Exercise aim: Copy the records word for word, from their start through the line containing "--coords=pixels", including that line. Omit the pictures from your copy.

Stored data:

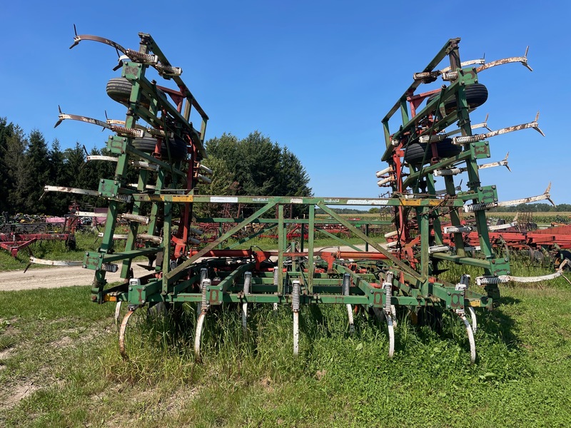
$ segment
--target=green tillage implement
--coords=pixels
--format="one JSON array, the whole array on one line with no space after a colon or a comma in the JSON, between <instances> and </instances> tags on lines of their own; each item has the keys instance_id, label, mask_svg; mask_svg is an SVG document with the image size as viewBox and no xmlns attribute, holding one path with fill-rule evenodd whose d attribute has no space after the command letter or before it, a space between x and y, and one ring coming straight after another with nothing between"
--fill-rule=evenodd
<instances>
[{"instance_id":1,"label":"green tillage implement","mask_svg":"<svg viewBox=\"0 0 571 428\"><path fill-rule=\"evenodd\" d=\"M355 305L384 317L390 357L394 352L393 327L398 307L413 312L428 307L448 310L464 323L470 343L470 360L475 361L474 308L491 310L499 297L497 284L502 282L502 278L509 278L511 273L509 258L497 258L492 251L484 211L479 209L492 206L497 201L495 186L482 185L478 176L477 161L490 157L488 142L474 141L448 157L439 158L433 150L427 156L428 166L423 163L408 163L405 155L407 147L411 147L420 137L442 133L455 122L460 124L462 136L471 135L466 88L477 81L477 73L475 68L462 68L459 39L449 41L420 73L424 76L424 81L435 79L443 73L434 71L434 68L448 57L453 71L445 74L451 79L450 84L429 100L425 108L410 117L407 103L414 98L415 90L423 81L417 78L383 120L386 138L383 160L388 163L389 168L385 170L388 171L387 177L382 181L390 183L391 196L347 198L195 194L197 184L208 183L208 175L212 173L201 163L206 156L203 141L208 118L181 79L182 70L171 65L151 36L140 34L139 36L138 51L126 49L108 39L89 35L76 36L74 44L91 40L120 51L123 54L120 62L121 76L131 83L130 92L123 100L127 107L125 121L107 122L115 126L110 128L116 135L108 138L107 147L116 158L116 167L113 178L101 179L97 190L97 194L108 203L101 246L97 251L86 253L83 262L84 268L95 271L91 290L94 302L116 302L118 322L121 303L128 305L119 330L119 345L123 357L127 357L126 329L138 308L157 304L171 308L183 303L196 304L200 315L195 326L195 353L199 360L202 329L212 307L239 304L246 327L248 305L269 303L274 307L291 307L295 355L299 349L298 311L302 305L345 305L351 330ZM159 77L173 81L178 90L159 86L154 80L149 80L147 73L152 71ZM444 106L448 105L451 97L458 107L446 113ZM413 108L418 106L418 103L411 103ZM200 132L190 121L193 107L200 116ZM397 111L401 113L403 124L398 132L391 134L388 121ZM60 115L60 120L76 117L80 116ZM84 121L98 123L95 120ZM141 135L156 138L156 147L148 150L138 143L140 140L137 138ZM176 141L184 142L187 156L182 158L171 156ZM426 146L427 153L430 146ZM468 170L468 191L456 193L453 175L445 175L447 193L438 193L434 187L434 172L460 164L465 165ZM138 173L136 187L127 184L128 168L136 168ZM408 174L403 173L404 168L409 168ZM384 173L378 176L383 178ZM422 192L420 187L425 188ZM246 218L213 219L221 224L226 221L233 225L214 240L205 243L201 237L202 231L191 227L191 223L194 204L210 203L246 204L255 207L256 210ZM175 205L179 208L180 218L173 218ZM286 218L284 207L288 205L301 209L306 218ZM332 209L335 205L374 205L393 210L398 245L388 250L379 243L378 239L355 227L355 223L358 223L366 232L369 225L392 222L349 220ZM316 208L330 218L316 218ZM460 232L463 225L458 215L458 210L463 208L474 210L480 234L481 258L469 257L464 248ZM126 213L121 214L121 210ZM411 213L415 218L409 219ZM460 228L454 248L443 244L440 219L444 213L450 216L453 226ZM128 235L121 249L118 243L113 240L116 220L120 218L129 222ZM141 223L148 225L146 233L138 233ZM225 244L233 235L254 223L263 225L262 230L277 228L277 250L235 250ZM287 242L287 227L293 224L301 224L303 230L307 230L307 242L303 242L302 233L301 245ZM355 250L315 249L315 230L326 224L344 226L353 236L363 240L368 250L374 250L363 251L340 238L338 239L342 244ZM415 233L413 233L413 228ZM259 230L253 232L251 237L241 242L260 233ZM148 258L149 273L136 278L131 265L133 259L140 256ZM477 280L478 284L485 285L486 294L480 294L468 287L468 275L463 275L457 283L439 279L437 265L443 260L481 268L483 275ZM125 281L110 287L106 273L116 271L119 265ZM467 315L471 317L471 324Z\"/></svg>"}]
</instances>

Answer to this exercise:
$ segment
--target=green tillage implement
--coords=pixels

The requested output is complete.